Goal:
Output all the material that follows, exactly as given.

Data in this exercise:

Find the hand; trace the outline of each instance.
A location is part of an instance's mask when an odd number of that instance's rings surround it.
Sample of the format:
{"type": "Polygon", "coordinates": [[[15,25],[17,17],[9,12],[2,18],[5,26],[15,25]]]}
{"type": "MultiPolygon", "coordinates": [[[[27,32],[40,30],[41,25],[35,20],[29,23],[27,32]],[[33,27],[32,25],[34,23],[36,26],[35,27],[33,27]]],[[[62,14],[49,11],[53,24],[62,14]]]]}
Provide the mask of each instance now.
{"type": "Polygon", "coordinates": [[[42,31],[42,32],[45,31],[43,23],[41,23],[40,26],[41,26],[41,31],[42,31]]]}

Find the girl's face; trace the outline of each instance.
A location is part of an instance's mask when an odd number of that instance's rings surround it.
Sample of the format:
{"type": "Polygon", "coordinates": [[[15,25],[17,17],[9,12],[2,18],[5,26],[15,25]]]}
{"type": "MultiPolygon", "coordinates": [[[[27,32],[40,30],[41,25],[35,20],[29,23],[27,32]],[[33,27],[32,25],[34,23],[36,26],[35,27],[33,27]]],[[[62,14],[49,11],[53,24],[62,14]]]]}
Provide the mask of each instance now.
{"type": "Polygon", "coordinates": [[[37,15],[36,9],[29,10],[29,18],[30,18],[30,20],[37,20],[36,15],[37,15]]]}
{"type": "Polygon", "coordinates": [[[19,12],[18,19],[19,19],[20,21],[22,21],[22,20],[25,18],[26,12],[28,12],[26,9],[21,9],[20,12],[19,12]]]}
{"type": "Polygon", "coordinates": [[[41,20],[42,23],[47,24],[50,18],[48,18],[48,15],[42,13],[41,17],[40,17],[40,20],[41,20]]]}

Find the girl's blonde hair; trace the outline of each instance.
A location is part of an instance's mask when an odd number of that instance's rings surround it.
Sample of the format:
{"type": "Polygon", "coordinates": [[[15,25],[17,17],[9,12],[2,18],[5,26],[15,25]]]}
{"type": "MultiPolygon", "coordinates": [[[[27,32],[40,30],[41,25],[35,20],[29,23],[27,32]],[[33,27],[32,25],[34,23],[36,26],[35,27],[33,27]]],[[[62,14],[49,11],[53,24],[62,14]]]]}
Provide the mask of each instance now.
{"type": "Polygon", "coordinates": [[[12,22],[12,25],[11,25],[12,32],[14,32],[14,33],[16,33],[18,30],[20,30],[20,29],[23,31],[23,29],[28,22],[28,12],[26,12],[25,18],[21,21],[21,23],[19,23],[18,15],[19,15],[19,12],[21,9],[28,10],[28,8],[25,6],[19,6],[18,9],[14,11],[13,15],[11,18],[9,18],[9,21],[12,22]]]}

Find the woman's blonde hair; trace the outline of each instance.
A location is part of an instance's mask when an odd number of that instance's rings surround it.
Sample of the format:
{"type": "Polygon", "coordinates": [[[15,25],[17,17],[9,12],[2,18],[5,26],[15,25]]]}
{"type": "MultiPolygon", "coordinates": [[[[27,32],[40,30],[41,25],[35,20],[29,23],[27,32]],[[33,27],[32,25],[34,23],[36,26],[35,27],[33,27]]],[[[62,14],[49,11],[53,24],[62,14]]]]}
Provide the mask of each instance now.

Worked answer:
Find the hand; trace the outline of each instance.
A location is part of an instance's mask when an odd number of that instance's rings surround it.
Sample of the format:
{"type": "Polygon", "coordinates": [[[15,25],[17,17],[9,12],[2,18],[5,26],[15,25]]]}
{"type": "MultiPolygon", "coordinates": [[[[27,32],[40,30],[41,25],[35,20],[29,23],[27,32]],[[33,27],[32,25],[34,23],[36,26],[35,27],[33,27]]],[[[62,14],[49,11],[53,24],[62,14]]]]}
Provide the mask of each instance now.
{"type": "Polygon", "coordinates": [[[42,31],[42,32],[45,31],[43,23],[41,23],[40,26],[41,26],[41,31],[42,31]]]}

Find the girl's face; trace the outline of each instance.
A location is part of an instance's mask when an odd number of that instance's rings surround it.
Sample of the format:
{"type": "Polygon", "coordinates": [[[15,25],[17,17],[9,12],[2,18],[5,26],[15,25]]]}
{"type": "MultiPolygon", "coordinates": [[[[27,32],[40,30],[41,25],[35,20],[29,23],[27,32]],[[33,27],[32,25],[34,23],[36,26],[35,27],[33,27]]],[[[62,14],[49,11],[53,24],[62,14]]]]}
Provide the mask of each instance now.
{"type": "Polygon", "coordinates": [[[37,15],[36,9],[29,10],[29,18],[30,18],[30,20],[37,20],[36,15],[37,15]]]}
{"type": "Polygon", "coordinates": [[[19,12],[18,19],[19,19],[20,21],[22,21],[22,20],[25,18],[26,12],[28,12],[26,9],[21,9],[20,12],[19,12]]]}
{"type": "Polygon", "coordinates": [[[41,20],[42,23],[47,24],[50,18],[48,18],[48,15],[42,13],[41,17],[40,17],[40,20],[41,20]]]}

Find the girl's blonde hair; trace the outline of each instance.
A location is part of an instance's mask when an odd number of that instance's rings surround it.
Sample of the format:
{"type": "Polygon", "coordinates": [[[15,25],[17,17],[9,12],[2,18],[5,26],[15,25]]]}
{"type": "MultiPolygon", "coordinates": [[[[27,32],[40,30],[41,25],[35,20],[29,23],[27,32]],[[33,27],[32,25],[34,23],[36,26],[35,27],[33,27]]],[[[62,14],[49,11],[53,24],[62,14]]]]}
Provide the mask of each instance now.
{"type": "Polygon", "coordinates": [[[12,22],[12,25],[11,25],[12,32],[14,32],[14,33],[16,33],[18,30],[20,30],[20,29],[23,31],[23,29],[28,22],[28,12],[26,12],[25,18],[21,21],[21,23],[19,23],[18,15],[19,15],[19,12],[21,9],[28,10],[28,8],[25,6],[19,6],[18,9],[14,11],[13,15],[11,18],[9,18],[9,21],[12,22]]]}

Find the woman's blonde hair; trace the outline of each instance.
A location is part of an instance's mask when an odd number of that instance's rings surround it.
Sample of the format:
{"type": "Polygon", "coordinates": [[[15,25],[17,17],[9,12],[2,18],[5,26],[15,25]]]}
{"type": "MultiPolygon", "coordinates": [[[[27,32],[40,30],[41,25],[35,20],[29,23],[27,32]],[[33,27],[32,25],[34,23],[36,26],[35,27],[33,27]]],[[[62,14],[49,11],[53,24],[62,14]]]]}
Provide the mask of each instance now.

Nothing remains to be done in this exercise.